INSTRUCTIONS ::
(A) In the blog post about children aging out of foster care, what percentage of the nation's homeless were in foster care as children?
(B) Update the blog post about children aging out of foster care, starting at "Tuesday, May 23, 2006" and ending at "to their own.", so that "kindred spirits" becomes "fellow adoptive parents".
(C) Write what comes next in the blog post about children aging out of foster care.

DOCUMENT EXCERPT ::
[Begin]
Tuesday, May 23, 2006

Where Have All the Children Gone?

Lately I’ve encountered a number of kindred spirits on Adoptionblogs.com. Some of them have been kind enough to respond to posts on my personal blogs, and have even helped me to promote my sites by linking them to their own.

One of these special moms, Diane, wrote me today to alert me to a three-part series on the fate of children who “age out” of the foster system. (To read the whole thing, go to www.prayingforaprodigal.blogspot.com.) It reads in part:

National studies (Child Trends 1999) have shown that within 12-18 months of leaving foster care:
  • 40% will not have completed high school;
  • 50% will be unemployed;
  • 33% will be on public assistance;
  • 38% are emotionally disturbed;
  • 50% had used illegal drugs;
  • 25% had been “involved with the legal system” (e.g. with criminal records).

Furthermore, 40% of the nation’s homeless were in foster care as children (Life Coach Homes, 1999). Diane observes that “foster children who age out of the system bring with them ‘an accumulated set of problems that make a successful transition to adulthood difficult.’”
[End]
[Image segmentation entries]
[Begin]
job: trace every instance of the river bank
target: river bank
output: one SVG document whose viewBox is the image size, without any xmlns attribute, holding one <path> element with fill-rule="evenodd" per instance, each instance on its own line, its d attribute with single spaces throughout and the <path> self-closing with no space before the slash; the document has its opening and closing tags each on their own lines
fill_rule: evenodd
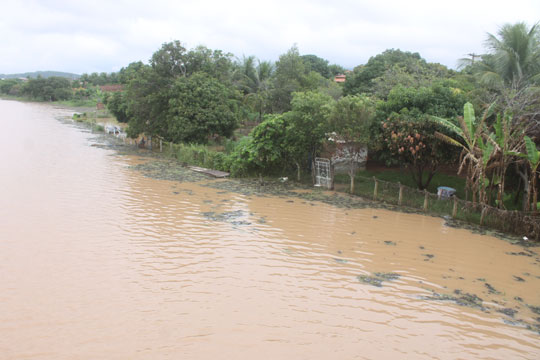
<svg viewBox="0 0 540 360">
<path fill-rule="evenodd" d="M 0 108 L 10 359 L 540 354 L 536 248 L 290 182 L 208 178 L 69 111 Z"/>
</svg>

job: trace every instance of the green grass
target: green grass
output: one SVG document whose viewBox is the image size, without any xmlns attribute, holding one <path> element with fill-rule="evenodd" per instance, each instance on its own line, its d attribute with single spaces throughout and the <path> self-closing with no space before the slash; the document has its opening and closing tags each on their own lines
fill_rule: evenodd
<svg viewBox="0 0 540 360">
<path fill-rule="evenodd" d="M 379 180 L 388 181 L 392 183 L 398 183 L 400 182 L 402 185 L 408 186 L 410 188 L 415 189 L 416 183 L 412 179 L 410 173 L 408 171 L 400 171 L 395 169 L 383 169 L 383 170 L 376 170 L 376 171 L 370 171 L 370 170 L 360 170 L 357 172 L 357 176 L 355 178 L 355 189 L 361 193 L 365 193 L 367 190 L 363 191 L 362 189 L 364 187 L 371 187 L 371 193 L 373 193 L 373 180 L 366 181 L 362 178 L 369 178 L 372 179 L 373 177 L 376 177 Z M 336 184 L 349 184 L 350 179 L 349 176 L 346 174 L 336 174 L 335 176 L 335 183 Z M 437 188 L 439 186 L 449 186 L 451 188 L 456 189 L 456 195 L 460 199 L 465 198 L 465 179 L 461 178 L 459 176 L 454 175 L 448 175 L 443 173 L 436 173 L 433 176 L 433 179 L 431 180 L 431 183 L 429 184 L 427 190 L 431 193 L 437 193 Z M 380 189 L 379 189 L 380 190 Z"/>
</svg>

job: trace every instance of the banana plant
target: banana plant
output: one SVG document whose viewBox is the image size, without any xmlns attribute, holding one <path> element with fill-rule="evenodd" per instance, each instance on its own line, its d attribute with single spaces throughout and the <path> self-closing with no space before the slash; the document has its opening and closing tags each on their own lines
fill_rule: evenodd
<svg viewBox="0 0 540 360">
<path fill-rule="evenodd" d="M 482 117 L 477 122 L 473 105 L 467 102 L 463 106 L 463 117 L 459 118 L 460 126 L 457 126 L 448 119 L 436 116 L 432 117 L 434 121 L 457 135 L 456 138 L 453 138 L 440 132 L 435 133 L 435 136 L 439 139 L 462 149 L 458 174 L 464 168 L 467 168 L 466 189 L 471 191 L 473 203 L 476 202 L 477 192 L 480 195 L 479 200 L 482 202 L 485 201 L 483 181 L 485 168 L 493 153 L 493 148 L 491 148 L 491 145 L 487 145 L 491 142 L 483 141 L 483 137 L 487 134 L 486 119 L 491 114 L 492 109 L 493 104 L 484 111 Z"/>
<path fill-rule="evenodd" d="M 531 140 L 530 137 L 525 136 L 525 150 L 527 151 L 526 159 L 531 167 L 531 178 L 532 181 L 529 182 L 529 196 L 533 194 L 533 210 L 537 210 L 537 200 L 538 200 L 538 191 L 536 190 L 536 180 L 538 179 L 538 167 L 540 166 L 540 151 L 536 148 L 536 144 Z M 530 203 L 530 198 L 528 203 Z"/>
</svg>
[End]
RESPONSES FOR EACH TASK ::
(A) 40%

(B)
Tuesday, May 23, 2006

Where Have All the Children Gone?

Lately I’ve encountered a number of fellow adoptive parents on Adoptionblogs.com. Some of them have been kind enough to respond to posts on my personal blogs, and have even helped me to promote my sites by linking them to their own.

(C)
Knowing the statistics, Diane writes, “how can any of us sit back, expect the government to solve these issues, and feel we are supporting our youth in trouble?”

In Michigan last year, 500 children “aged out” of the foster system at age 18. Given their prospects, it is gratifying to know that Jennifer Granholm has signed us up to participate in a six-state task force to study the problem, and learn what other states are doing to assist these teenagers as they transition into adult life and to “listen to the concerns” of the affected youth. (For more info, go to http://www.michigan.gov/dhs/0,1607,7-124--135046--,00.html)

Still, I wonder: Given the cash-poor, job-poor economy in which we find ourselves, is a task force really going to make a difference? Wouldn’t the money be better spent, say, funding a kind of “transition village” that would provide vocational training and life skills – budgeting, problem-solving, and other necessary skills through a kind of privatized mentor program?

When I lived in California, the state matched up schools with local businesses who supplemented the existing budget with school supplies, lunch-hour tutoring volunteers, and other practical assistance. Wouldn’t it be cool if each of the 500 kids “aging out” could be partnered with an organization that would not only offer them on-the-job training, but practical assistance as well, to get them started?

And wouldn’t it be cool if the first “batch” of recruits came from members of faith-based communities, who believe in the power of the human person to change for the better?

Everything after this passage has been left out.